++++ Exercise input ++++
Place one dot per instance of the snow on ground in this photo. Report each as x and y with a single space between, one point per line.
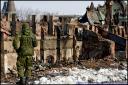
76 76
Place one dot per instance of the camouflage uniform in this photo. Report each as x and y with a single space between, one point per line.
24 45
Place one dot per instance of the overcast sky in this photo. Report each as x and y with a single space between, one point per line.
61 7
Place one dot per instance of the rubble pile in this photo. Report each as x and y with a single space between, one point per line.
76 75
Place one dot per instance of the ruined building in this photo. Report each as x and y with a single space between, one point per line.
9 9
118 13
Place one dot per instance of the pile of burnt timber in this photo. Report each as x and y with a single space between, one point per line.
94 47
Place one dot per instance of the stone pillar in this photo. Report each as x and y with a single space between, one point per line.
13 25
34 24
++++
++++ Exercise input ++++
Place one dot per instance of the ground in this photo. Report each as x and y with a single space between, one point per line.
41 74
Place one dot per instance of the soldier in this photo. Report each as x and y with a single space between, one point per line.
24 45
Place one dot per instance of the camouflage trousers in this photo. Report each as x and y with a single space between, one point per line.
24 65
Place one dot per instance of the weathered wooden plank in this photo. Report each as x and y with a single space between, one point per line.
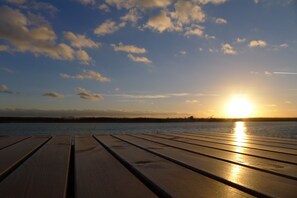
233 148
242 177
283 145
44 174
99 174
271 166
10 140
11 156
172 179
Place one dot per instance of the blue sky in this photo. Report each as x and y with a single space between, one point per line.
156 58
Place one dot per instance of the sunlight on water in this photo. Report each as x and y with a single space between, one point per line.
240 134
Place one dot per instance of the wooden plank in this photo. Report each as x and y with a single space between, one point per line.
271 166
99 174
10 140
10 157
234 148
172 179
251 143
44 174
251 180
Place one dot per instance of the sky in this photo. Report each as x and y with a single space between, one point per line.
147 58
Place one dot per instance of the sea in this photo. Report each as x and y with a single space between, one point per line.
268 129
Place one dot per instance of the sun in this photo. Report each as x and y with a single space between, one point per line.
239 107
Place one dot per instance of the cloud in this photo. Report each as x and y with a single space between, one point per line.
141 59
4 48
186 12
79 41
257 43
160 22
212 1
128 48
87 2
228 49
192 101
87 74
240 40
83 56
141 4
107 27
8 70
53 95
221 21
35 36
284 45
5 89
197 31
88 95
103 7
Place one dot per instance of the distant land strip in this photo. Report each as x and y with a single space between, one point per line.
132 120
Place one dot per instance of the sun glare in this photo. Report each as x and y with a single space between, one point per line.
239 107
++++
++++ Exercise input ++++
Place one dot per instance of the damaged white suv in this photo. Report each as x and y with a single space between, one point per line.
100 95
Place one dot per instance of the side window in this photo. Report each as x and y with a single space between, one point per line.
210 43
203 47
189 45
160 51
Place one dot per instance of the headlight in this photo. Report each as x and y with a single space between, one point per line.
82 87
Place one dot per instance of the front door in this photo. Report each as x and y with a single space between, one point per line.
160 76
++++
### Stated goal
List every line in the rows above that contains the word "wooden". Copy each of those lines in full.

### Written response
Place one dot per instance of the weathered wooden plank in this photo. Report each as x and y with a single space between, one point per line.
Place one dot per instance of the wooden plank in this photo. Report each as x and y with a single space between, one point per line.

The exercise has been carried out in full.